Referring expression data
▬▬▬▬▬▬▬▬▬▬
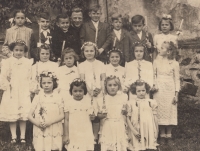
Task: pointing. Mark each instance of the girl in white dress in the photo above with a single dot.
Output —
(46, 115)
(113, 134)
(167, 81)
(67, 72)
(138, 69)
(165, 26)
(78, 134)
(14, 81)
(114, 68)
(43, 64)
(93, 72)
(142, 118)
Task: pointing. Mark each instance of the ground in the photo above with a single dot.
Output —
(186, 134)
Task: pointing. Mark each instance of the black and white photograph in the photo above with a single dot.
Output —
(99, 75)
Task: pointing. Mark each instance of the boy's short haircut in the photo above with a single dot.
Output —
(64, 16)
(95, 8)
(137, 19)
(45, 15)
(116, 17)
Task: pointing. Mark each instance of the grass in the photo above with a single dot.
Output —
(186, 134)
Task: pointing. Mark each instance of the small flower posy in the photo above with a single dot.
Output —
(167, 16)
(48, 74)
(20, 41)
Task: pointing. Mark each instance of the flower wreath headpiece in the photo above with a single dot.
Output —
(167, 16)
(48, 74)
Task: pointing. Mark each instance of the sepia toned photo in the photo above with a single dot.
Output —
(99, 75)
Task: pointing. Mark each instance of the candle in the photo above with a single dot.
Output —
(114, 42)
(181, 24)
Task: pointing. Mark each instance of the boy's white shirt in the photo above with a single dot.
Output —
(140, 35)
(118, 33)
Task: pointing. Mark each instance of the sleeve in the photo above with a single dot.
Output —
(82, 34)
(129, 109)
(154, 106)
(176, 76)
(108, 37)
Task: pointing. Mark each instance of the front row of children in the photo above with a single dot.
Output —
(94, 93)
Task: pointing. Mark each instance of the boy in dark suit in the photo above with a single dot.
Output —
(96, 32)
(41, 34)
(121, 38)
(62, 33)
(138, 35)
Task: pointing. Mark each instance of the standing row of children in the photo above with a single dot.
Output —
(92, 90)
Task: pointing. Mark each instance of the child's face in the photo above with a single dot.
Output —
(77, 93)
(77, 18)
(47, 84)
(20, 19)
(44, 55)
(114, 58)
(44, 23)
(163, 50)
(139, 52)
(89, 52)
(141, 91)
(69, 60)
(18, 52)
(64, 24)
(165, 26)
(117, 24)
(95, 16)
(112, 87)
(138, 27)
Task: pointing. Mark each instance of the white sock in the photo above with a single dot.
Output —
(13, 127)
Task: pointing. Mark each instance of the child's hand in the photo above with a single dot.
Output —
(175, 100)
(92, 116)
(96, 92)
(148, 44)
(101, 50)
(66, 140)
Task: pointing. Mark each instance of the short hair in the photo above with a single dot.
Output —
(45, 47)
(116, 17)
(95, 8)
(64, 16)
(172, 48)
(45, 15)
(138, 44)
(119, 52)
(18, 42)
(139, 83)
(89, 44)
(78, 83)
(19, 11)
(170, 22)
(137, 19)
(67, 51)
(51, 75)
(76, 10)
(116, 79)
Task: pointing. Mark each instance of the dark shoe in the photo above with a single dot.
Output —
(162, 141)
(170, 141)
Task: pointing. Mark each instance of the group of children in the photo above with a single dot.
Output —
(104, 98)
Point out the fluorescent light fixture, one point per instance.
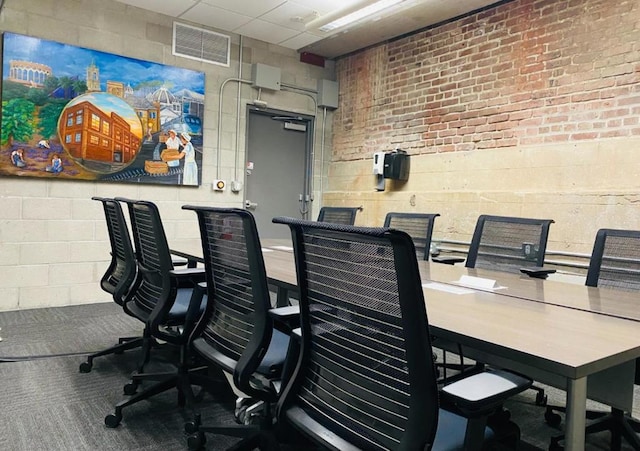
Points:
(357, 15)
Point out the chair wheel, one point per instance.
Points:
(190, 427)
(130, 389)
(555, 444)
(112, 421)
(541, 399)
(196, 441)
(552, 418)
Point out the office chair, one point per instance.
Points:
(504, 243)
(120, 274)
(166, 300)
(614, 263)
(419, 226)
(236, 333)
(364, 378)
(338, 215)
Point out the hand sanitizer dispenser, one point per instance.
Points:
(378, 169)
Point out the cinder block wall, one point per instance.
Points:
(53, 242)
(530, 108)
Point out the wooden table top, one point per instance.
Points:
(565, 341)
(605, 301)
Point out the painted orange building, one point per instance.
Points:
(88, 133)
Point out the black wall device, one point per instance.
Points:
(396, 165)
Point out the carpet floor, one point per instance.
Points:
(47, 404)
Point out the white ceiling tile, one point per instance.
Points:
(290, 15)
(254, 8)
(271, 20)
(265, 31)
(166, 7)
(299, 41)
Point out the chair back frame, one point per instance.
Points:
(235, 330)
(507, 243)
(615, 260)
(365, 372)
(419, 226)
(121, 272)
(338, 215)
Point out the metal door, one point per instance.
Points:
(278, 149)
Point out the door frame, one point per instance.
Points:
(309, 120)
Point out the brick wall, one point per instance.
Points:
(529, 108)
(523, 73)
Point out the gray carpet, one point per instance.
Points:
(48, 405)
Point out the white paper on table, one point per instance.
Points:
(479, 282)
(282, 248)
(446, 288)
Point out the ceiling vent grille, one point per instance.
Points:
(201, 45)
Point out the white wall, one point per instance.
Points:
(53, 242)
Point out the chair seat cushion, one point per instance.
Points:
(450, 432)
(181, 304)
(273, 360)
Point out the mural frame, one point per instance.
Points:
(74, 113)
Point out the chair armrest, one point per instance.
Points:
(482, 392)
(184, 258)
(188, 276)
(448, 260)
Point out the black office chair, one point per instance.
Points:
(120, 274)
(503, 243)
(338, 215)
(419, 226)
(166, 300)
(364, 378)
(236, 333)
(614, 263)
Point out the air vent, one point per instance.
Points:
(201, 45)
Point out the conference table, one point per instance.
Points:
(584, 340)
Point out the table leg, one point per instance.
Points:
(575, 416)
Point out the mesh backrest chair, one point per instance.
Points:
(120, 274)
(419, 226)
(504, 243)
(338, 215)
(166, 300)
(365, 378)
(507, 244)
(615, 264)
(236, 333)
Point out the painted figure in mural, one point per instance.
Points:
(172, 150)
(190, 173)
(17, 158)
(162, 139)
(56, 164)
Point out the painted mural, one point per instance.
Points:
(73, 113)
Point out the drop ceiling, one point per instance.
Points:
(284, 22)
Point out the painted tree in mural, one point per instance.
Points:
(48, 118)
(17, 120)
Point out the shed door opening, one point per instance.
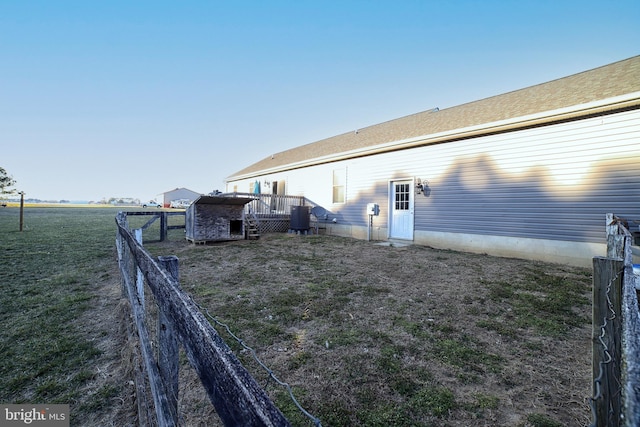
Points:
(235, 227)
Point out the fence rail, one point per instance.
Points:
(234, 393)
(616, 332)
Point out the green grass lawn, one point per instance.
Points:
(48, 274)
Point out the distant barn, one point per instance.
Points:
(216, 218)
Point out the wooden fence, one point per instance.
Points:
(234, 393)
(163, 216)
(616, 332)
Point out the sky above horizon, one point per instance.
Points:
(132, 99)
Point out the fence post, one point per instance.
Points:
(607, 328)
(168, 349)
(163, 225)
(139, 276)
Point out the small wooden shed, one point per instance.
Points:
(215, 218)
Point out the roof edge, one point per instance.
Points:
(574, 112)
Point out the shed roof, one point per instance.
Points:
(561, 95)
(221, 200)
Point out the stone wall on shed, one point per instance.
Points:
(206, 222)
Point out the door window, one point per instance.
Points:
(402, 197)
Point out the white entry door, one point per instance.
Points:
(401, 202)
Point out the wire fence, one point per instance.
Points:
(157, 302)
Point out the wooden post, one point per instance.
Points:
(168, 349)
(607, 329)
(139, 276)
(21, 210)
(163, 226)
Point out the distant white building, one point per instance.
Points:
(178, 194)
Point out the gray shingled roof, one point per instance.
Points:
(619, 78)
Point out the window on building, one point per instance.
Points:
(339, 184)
▬▬▬▬▬▬▬▬▬▬
#### Prompt:
Please set the data above down exactly, with the pictures removed.

#### Task response:
Task: pointing. Mark each instance of the girl in white dress in the photo above with a single dot.
Output —
(46, 115)
(113, 134)
(167, 81)
(67, 72)
(138, 69)
(165, 26)
(78, 134)
(14, 81)
(114, 68)
(43, 64)
(93, 72)
(142, 118)
Task: pointing. Mark each instance of the ground in the photo above with a single dot.
Output —
(186, 134)
Task: pointing. Mark each instance of the black and white photograph in the photo above with a single dot.
Output —
(99, 75)
Task: pointing. Mark each instance of the boy's short haircut in the photo above with a single dot.
Output —
(64, 16)
(95, 8)
(137, 19)
(45, 15)
(116, 17)
Task: pointing. Mark each instance of the grass in the photo above with a single dot.
Output —
(186, 134)
Task: pointing. Mark each instance of the small flower posy in the photo above with a single dot.
Output —
(167, 16)
(48, 74)
(20, 41)
Task: pointing. Mark each instance of the flower wreath headpiece in the photo above with a single dot.
Output —
(167, 16)
(48, 74)
Task: pointing. Mark each instance of the sepia toned photo in the photo above with a single dot.
Output —
(99, 75)
Task: pointing. Mark each instance of the candle in the photo above with a single dot.
Output —
(114, 42)
(181, 24)
Task: pointing. Mark each instance of the boy's white shirt in the photo above with a single dot.
Output —
(140, 35)
(118, 33)
Task: pointing. Mark each instance of the sleeve in the photo above with a single dot.
Output —
(82, 34)
(129, 109)
(154, 106)
(176, 76)
(108, 37)
Task: pointing. Mark each instance of the front row of children in the photo above with a single dot.
Output —
(94, 93)
Task: pointing. Mark each instance of the boy in dark suit in the photo above with a single dot.
Output —
(96, 32)
(41, 34)
(121, 38)
(62, 33)
(138, 35)
Task: pointing. Mark each instance of the standing row of children in the photo above with a single dot.
Output —
(92, 90)
Task: pointing. Mark each instance of the child's face in the photo above with a single dot.
Output —
(77, 93)
(77, 18)
(47, 84)
(20, 19)
(44, 55)
(114, 58)
(44, 23)
(163, 50)
(139, 52)
(89, 52)
(141, 91)
(69, 60)
(18, 52)
(64, 24)
(165, 26)
(117, 24)
(95, 16)
(112, 87)
(138, 27)
Task: pointing. Mark each instance of the white sock in the photo above with a single dot.
Output —
(13, 127)
Task: pointing. Mark each instance of the child's hand in the photo above with a single dot.
Output —
(175, 100)
(92, 116)
(96, 92)
(148, 44)
(101, 50)
(66, 140)
Task: pointing. Mark each instance of the short hair in the photo above with a single dot.
Output —
(45, 47)
(116, 17)
(95, 8)
(64, 16)
(172, 48)
(45, 15)
(138, 44)
(119, 52)
(18, 42)
(139, 83)
(89, 44)
(78, 83)
(19, 11)
(170, 22)
(137, 19)
(67, 51)
(51, 75)
(76, 10)
(116, 79)
Task: pointing. Mark each instance of the dark shoe in the photo above with a single dot.
Output —
(162, 141)
(170, 141)
Task: pointing. Mark each instance of the group of children in the photo above with a single dot.
Output —
(104, 98)
Point out the fluorescent light fixture, one point per instance.
Points:
(357, 15)
Point out the chair wheel, one point per instance.
Points:
(190, 427)
(130, 389)
(555, 444)
(112, 421)
(541, 399)
(196, 441)
(552, 418)
Point out the office chair, one point per instance.
Points:
(504, 243)
(120, 274)
(166, 300)
(614, 263)
(419, 226)
(236, 333)
(364, 378)
(338, 215)
Point out the hand sanitizer dispenser, one point per instance.
Points:
(378, 169)
Point out the cinder block wall, one point per instance.
Points:
(53, 242)
(530, 108)
Point out the wooden table top, one point per instance.
Points:
(565, 341)
(605, 301)
Point out the painted orange building, one point per instance.
Points:
(88, 133)
Point out the black wall device, one point per instance.
Points:
(396, 165)
Point out the carpet floor, one point per instance.
Points:
(47, 404)
Point out the white ceiling tile, one point per instance.
Points:
(290, 15)
(254, 8)
(271, 20)
(265, 31)
(166, 7)
(299, 41)
Point out the chair back frame, one point per instance.
Points:
(235, 330)
(507, 243)
(615, 260)
(365, 372)
(419, 226)
(121, 272)
(338, 215)
Point out the metal door, one point per instance.
Points:
(278, 149)
Point out the door frame, one point per instance.
Points:
(309, 120)
Point out the brick wall, one point per instance.
Points:
(529, 108)
(523, 73)
Point out the gray carpet, one point per instance.
Points:
(48, 405)
Point out the white paper on table, one point per instance.
Points:
(479, 282)
(282, 248)
(446, 288)
Point out the ceiling vent grille, one point per instance.
Points:
(201, 45)
Point out the white wall, one point per instance.
Points:
(53, 242)
Point out the chair seat cushion, one point per instance.
Points:
(450, 432)
(181, 304)
(273, 360)
Point out the mural frame, one point per instance.
Points:
(74, 113)
Point out the chair armrest, one point per instance.
Points:
(482, 392)
(184, 258)
(188, 276)
(448, 260)
Point out the black office chair, one point per instance.
Points:
(120, 274)
(503, 243)
(338, 215)
(419, 226)
(166, 300)
(364, 378)
(236, 333)
(614, 263)
Point out the air vent, one point per instance.
Points:
(201, 45)
Point out the conference table, one point per instance.
Points:
(584, 340)
Point out the table leg, one point per instance.
Points:
(575, 416)
Point out the mesh backrest chair, one point per instance.
Points:
(120, 274)
(419, 226)
(504, 243)
(338, 215)
(166, 300)
(365, 378)
(507, 244)
(615, 264)
(236, 333)
Point out the painted figure in mural, one point per instance.
Points:
(172, 150)
(190, 173)
(17, 158)
(162, 139)
(56, 164)
Point out the painted mural, one point per instance.
Points:
(73, 113)
Point out the drop ceiling, one point per instance.
Points:
(284, 22)
Point out the painted tree in mural, one point per instance.
Points:
(48, 118)
(17, 120)
Point out the shed door opening, one point per instance.
Points:
(235, 227)
Point out the fence rail, one point per instance.
Points:
(234, 393)
(616, 332)
Point out the green grass lawn, one point per instance.
Points:
(48, 274)
Point out the distant barn, one point per instance.
Points:
(216, 218)
Point out the wooden fence, one point per instance.
Points:
(234, 393)
(163, 216)
(616, 332)
Point out the sky above horizon, one point per instance.
Points:
(132, 99)
Point out the fence post, one point per instance.
Points:
(607, 328)
(168, 349)
(163, 225)
(139, 276)
Point out the small wooden shed, one point per instance.
Points:
(215, 218)
Point out the roof edge, one point per instance.
Points:
(574, 112)
Point out the shed roof, one point per instance.
Points:
(561, 95)
(221, 200)
Point out the stone wall on shed, one point per instance.
Points:
(206, 222)
Point out the door window, one point per instance.
Points:
(402, 197)
Point out the white entry door, one point per instance.
Points:
(401, 202)
Point out the wire fence, one point per instance.
Points:
(157, 302)
Point out the wooden post, one point per instance.
Points:
(168, 349)
(607, 329)
(139, 276)
(21, 210)
(163, 226)
Point out the distant white building, one point per instance.
Points:
(178, 194)
Point out the gray shingled roof, one point per instance.
Points:
(619, 78)
Point out the window on building, one point per instance.
Points:
(339, 184)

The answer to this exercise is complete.